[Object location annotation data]
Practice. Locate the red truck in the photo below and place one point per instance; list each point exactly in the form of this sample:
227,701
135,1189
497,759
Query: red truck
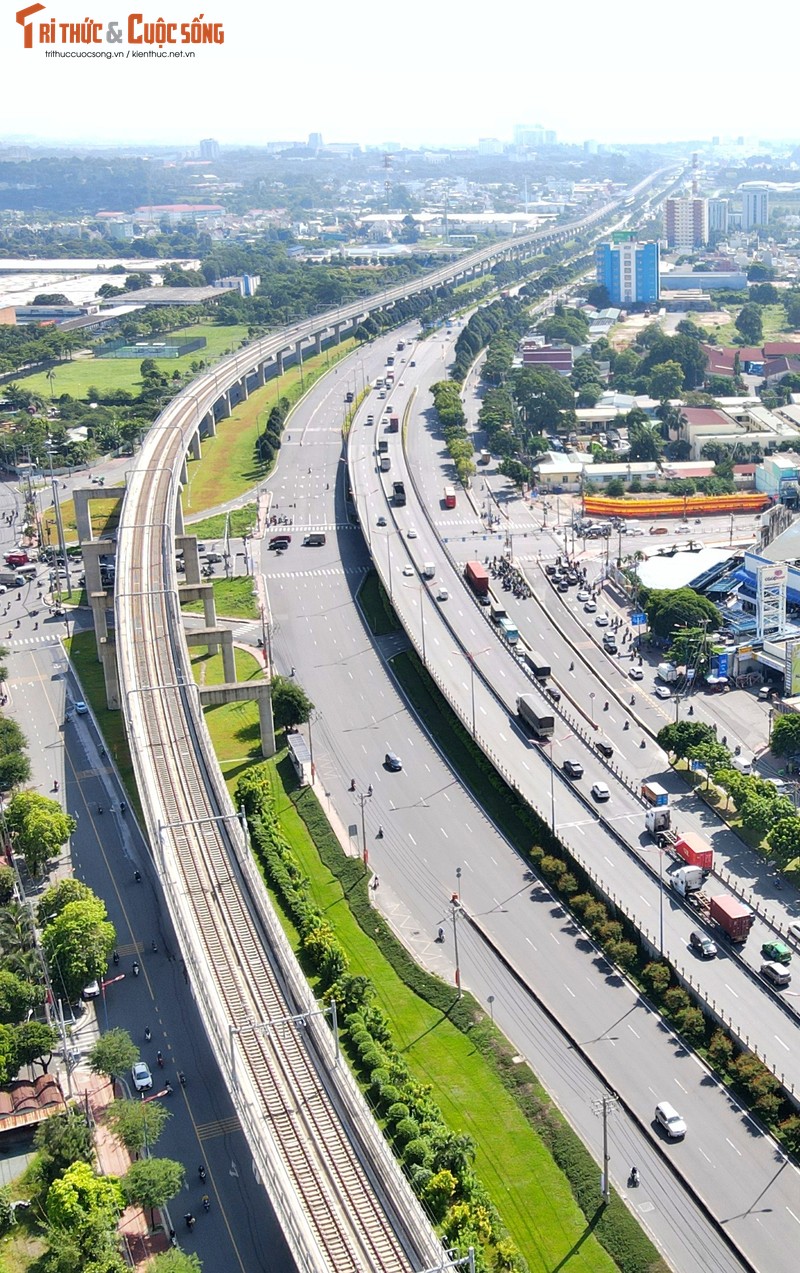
17,559
478,578
733,917
693,851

— Required work —
Please return every line of the listing above unchanged, leaving out the pictures.

— Response below —
Practice. Locate the red truck in the photo below and place one point per instance; list each point exactly in the form of this sample:
227,701
135,1189
497,759
Query: red truck
17,559
478,578
733,917
693,851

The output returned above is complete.